Records provided:
——

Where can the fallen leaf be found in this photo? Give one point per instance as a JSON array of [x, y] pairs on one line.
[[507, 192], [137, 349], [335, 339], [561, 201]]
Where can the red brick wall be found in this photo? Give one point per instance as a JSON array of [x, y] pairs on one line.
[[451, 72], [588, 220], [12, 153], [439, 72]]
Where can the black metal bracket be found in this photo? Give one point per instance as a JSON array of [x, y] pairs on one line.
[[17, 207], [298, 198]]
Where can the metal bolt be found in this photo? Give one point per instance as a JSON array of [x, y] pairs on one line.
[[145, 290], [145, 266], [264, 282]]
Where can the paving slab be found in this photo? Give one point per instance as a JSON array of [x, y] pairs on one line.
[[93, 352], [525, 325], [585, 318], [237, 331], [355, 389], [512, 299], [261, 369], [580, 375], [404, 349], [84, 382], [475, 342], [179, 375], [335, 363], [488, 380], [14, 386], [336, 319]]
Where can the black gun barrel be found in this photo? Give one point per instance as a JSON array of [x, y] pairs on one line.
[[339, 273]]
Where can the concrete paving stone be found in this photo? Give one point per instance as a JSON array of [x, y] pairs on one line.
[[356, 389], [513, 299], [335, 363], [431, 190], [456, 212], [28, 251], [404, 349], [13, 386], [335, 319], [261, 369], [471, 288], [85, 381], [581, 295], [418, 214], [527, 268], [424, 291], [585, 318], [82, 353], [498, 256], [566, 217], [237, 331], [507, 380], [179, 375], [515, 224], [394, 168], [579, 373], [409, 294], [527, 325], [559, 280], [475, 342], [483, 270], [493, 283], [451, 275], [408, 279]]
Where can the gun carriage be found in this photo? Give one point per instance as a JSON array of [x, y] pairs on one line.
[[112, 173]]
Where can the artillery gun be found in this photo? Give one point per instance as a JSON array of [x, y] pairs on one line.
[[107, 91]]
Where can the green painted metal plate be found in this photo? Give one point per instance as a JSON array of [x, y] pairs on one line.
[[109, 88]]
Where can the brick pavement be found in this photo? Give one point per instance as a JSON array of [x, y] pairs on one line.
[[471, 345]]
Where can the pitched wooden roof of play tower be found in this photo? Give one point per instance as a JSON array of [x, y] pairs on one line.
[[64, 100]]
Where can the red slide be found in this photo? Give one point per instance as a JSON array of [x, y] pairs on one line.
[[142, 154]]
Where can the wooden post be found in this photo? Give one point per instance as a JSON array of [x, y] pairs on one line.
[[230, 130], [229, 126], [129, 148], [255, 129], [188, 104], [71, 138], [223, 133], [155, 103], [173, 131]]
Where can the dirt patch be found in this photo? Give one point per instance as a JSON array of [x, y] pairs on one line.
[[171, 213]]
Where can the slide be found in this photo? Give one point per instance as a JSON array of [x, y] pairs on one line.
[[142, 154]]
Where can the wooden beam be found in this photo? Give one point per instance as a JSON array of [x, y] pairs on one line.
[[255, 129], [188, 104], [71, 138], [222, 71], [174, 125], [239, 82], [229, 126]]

——

Short task: Starting at the line that contains "Where can the red slide" and ending at the line that contains "103], [173, 131]]", recast those lines as a two-column CSV with the headers "prompt" and "answer". Give one row for each line and the answer that follows it, with each value in a single quoted field and any line breaks replaced by spaces.

Response below:
prompt,answer
"Where can the red slide be found in this photo? Give one point per instance as a JSON array of [x, y] pairs on one line.","[[142, 154]]"
"Where can the wooden post be found in this photo? Give one point per instance as a JSON array of [x, y] pairs on one line.","[[230, 130], [229, 126], [129, 148], [255, 129], [188, 104], [71, 138], [223, 133], [155, 103], [173, 131]]"